WORK TO BE COMPLETED:
Using the entries below, show all lines with the string "clicks".

%%

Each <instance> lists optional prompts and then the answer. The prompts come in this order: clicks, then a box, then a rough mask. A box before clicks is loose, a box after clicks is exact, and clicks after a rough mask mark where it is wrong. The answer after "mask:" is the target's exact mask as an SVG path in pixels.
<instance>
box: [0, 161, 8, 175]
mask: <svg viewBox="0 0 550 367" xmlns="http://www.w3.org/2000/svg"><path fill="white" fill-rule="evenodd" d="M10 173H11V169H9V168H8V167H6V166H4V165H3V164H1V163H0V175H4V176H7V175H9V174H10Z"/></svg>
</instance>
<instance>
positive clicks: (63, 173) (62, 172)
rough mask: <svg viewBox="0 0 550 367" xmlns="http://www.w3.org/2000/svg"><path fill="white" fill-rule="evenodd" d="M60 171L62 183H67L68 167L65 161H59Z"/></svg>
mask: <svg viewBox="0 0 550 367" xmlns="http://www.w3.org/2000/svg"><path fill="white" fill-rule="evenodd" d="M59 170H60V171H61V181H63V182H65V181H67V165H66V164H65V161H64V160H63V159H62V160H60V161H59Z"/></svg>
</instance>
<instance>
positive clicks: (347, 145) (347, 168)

%%

TASK SOLUTION:
Each <instance> lists optional prompts and then the answer. The prompts come in this order: clicks, then a box, then a rough mask. A box before clicks is loose, a box after clicks is exact, and clicks after a rough mask mark where it is wrong. The answer after "mask:" is the target's exact mask as an SVG path in pixels.
positive clicks: (63, 173) (62, 172)
positive clicks: (347, 145) (347, 168)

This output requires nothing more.